===== Extracted material

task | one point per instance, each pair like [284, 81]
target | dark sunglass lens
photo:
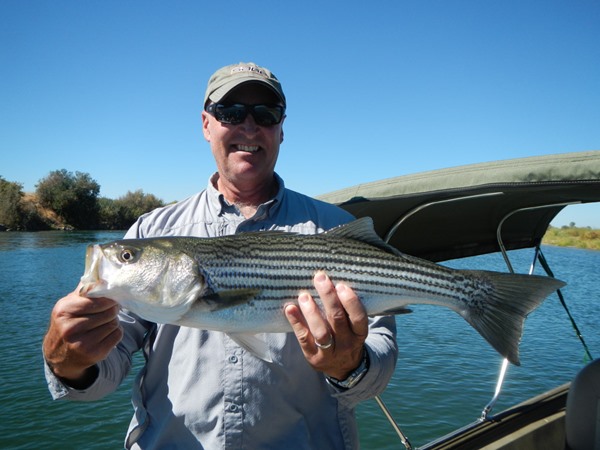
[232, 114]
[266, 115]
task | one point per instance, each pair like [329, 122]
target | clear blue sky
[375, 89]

==========
===== Extracted material

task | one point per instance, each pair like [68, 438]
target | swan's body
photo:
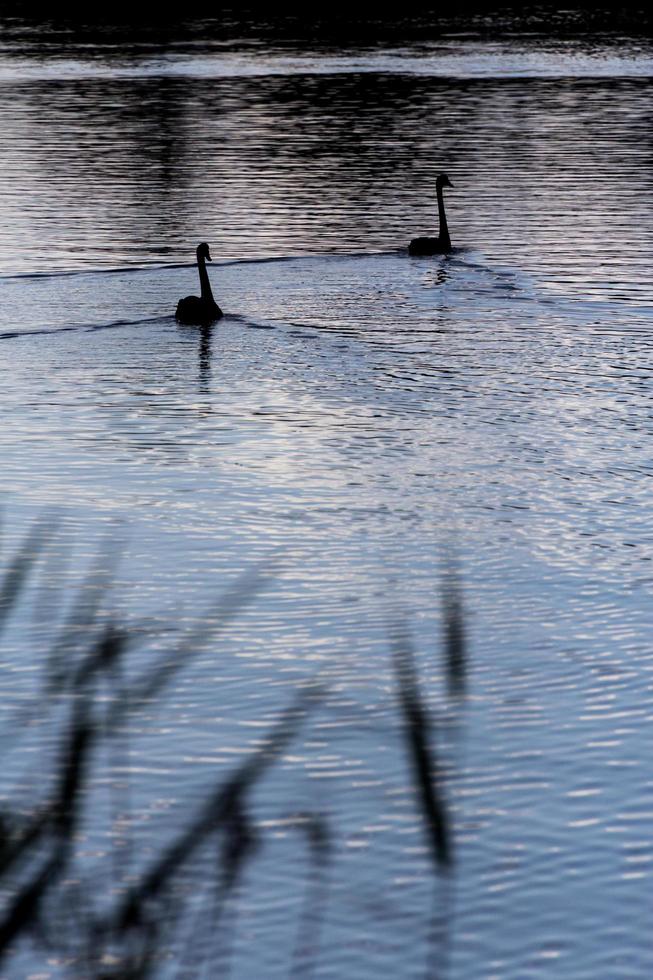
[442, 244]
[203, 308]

==========
===== Extracted material

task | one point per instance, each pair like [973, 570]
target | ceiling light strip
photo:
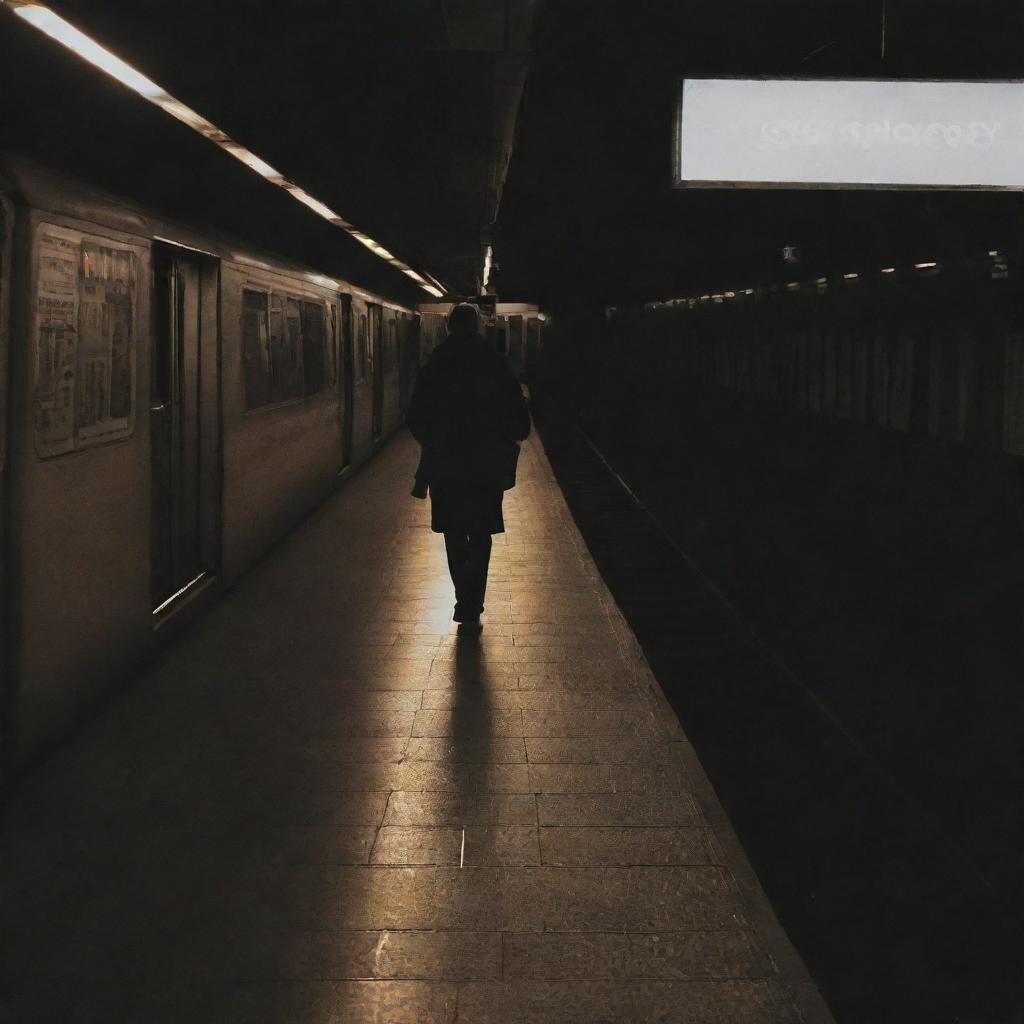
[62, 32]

==========

## Task statement:
How many lines in the items above contain the word "like"? Reply with the number alone.

## In response:
4